-- Challenge --
Gather and copy out each row below that contains the string "reflection".

[Detection annotation records]
"""
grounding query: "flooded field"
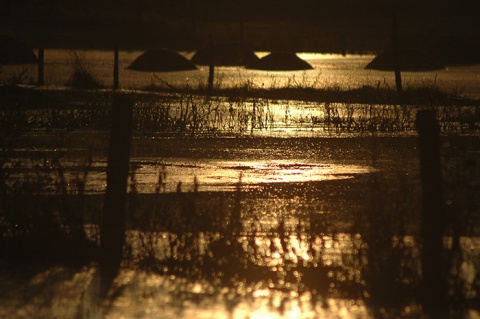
[0,132,480,318]
[0,51,480,319]
[2,50,480,97]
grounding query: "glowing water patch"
[129,159,373,193]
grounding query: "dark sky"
[0,0,480,60]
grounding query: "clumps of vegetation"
[0,154,97,263]
[65,52,103,89]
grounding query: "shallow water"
[2,50,480,97]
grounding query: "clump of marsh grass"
[0,157,97,262]
[65,52,103,89]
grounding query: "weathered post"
[37,48,45,86]
[100,95,134,289]
[207,37,215,96]
[392,13,403,99]
[113,46,120,90]
[416,110,448,318]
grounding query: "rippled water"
[0,50,480,319]
[2,50,480,97]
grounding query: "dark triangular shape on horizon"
[128,49,197,72]
[0,35,38,65]
[246,52,313,71]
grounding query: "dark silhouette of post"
[37,48,45,86]
[100,94,134,289]
[113,47,120,90]
[207,37,215,96]
[392,13,403,99]
[416,110,448,318]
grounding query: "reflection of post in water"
[416,110,448,318]
[100,95,133,298]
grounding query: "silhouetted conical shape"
[247,52,313,71]
[191,43,258,66]
[365,48,445,71]
[128,49,197,72]
[0,35,38,65]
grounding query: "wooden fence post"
[416,110,448,318]
[113,47,120,90]
[392,13,403,99]
[99,95,134,280]
[207,36,215,97]
[37,48,45,86]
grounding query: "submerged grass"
[0,88,480,135]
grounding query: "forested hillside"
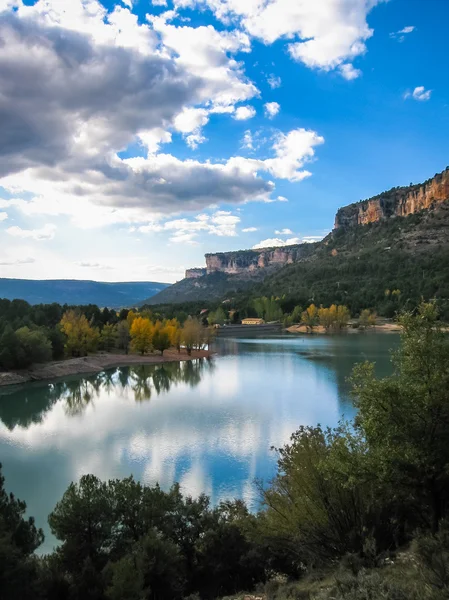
[146,202,449,319]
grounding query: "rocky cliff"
[185,267,207,279]
[335,167,449,229]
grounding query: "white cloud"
[0,256,36,267]
[6,223,56,241]
[75,261,112,270]
[398,25,415,33]
[338,63,362,81]
[241,129,254,150]
[404,85,432,102]
[138,210,240,244]
[175,0,384,75]
[174,108,209,133]
[267,73,282,90]
[0,0,324,239]
[263,102,281,119]
[186,133,207,150]
[390,25,416,43]
[234,106,256,121]
[253,238,301,250]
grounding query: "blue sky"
[0,0,449,282]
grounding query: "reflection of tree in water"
[126,358,214,402]
[61,374,104,416]
[0,358,214,430]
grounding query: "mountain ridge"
[144,168,449,305]
[0,277,170,308]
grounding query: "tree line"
[0,300,211,369]
[0,304,449,600]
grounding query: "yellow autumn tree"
[359,308,377,328]
[59,310,100,356]
[126,310,139,329]
[302,304,319,329]
[165,319,181,351]
[129,317,153,356]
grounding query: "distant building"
[242,317,265,325]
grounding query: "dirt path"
[0,350,210,386]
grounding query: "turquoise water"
[0,334,398,552]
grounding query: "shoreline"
[285,323,402,335]
[0,350,211,387]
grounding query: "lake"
[0,333,399,552]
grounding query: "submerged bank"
[286,323,402,334]
[0,350,210,386]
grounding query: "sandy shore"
[0,350,210,386]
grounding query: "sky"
[0,0,449,282]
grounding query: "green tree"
[353,304,449,531]
[153,329,170,356]
[48,475,114,573]
[117,322,131,354]
[0,465,44,600]
[100,323,117,352]
[128,312,153,356]
[359,308,376,329]
[16,327,52,366]
[60,310,99,356]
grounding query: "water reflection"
[0,336,394,551]
[0,358,214,431]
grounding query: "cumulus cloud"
[253,238,301,250]
[390,25,416,43]
[0,129,324,227]
[264,102,281,119]
[0,0,324,230]
[174,0,384,76]
[234,106,256,121]
[0,256,36,267]
[241,129,254,150]
[338,63,362,81]
[6,223,56,241]
[75,261,112,270]
[267,73,282,90]
[404,85,432,102]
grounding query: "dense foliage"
[0,304,449,600]
[0,299,210,369]
[151,202,449,321]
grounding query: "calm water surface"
[0,334,398,552]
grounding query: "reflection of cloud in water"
[0,336,400,550]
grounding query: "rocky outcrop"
[185,268,207,279]
[206,244,308,275]
[335,167,449,229]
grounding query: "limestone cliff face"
[335,167,449,229]
[206,244,304,275]
[185,268,207,279]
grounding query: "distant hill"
[144,164,449,317]
[0,278,170,308]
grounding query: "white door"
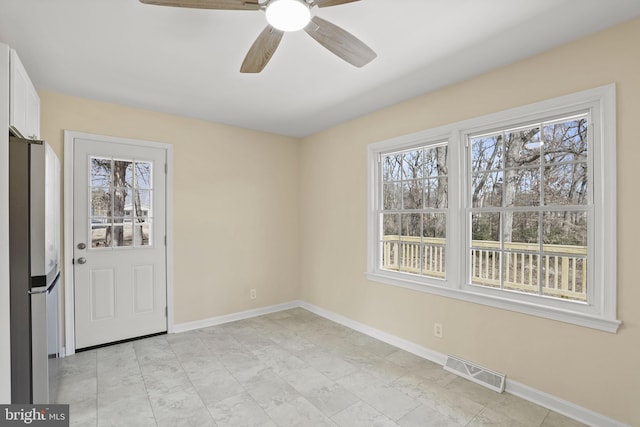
[73,138,167,349]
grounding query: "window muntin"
[378,143,448,279]
[367,84,621,332]
[89,157,153,249]
[467,113,591,302]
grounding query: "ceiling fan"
[140,0,377,73]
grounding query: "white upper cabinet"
[9,49,40,139]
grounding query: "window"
[89,157,153,249]
[368,85,620,332]
[379,144,448,278]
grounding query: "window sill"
[366,272,622,333]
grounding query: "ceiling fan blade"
[140,0,260,10]
[240,25,284,73]
[304,16,378,67]
[314,0,360,7]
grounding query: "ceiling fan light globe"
[265,0,311,31]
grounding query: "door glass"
[89,157,153,249]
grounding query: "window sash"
[367,84,621,332]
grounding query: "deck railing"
[382,235,587,301]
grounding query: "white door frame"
[62,130,174,356]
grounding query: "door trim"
"""
-- Result of the exercise --
grounding query: "reflection of post in water"
grounding query: "reflection of tree in water"
grounding query: "water reflection"
grounding query: "reflection of cloud in water"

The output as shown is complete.